● **GIVEN EXERCISE 1**: In the article about Colby Rasmus, how much is the one-year deal he got by accepting the Astros' qualifying offer?
● **GIVEN EXERCISE 2**: Please carry on the article about Colby Rasmus's qualifying offer from the point where it stops.

● **DOCUMENT EXCERPT**:
While some are surprised and even disappointed that Colby Rasmus accepted the $15.8M QO, this can be a great deal for us, and I compare and contrast Alex Gordon to help prove it.

Thomas B. Shea-USA TODAY Sports

As we all have heard by now, Colby Rasmus accepted the Astros’ qualifying offer to him, which nets him a one year, $15.8M deal.  Some are glad to that a postseason hero is returning, while others are disappointed, as they were hoping for an extra pick, and that nearly $16M salary is kind of scary.  It was a punch to the gut for many, but I am here to try and ease the pain for those.  Initially, I would have probably preferred the additional pick as well, but looking into some numbers this morning, this can actually be a great deal for us.

● **DATA LINES**:
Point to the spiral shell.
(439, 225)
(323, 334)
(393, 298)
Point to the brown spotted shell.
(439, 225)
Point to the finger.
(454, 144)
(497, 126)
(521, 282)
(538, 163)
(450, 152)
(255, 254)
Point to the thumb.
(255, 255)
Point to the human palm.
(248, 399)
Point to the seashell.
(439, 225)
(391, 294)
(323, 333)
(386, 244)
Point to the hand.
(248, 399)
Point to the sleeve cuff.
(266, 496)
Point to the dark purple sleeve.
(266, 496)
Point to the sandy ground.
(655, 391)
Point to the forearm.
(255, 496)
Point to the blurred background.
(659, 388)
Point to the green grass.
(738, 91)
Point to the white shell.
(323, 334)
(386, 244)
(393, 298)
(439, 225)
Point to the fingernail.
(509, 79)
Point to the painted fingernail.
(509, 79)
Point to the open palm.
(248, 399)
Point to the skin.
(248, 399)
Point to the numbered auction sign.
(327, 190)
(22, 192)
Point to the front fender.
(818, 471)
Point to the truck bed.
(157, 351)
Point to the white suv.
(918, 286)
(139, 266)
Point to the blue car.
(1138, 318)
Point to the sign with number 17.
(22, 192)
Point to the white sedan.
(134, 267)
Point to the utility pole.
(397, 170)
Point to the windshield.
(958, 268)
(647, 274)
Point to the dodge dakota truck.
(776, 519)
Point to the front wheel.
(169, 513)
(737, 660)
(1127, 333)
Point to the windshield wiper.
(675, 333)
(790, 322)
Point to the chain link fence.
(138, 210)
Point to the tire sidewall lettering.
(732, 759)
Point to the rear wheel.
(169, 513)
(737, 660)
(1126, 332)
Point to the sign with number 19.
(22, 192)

● **TASK RESULT 1**: $15.8M

● **TASK RESULT 2**:
Let’s look at it this way, and do this exercise:  I think the majority of us (myself included) wanted to sign Alex Gordon.  He would have presumably provided a better hit tool, a solid left-handed bat, and good defense in LF.  Those are solid pros, but some cons are that he would have cost a lot of money, possibly in the 5 year, $100M range.  Another is his age, as he is 31, and a 5 year deal would mean we are paying him through his age 36 season.  Although the money and age are not crippling, I consider both less than ideal.  Now let’s compare Gordon to Rasmus directly, and see what we get:


Rasmus provides more power, but at the expense of on-base skills.  To illustrate this point, below are both of their three year averages for on-base percentage (OBP), slugging percentage (SLG), and on-base plus slugging percentage (OPS):


Gordon:  0.352

Rasmus:  0.313


Gordon:  0.429

Rasmus:  0.475


Gordon:  0.780

Rasmus:  0.788

Is anyone else surprised that over the last three seasons, Rasmus has averaged a higher OPS than Gordon?  Additionally, Rasmus hit 25 homeruns last season (and he hit that many without a full season of at bats), not including his great playoff run.   Gordon's career high is 23.  Gordon walks at a better clip, and has a lower strikeout percentage, which explains the higher on-base percentage.  I am not suggesting one is necessarily "better" than the other, I just see them as…different.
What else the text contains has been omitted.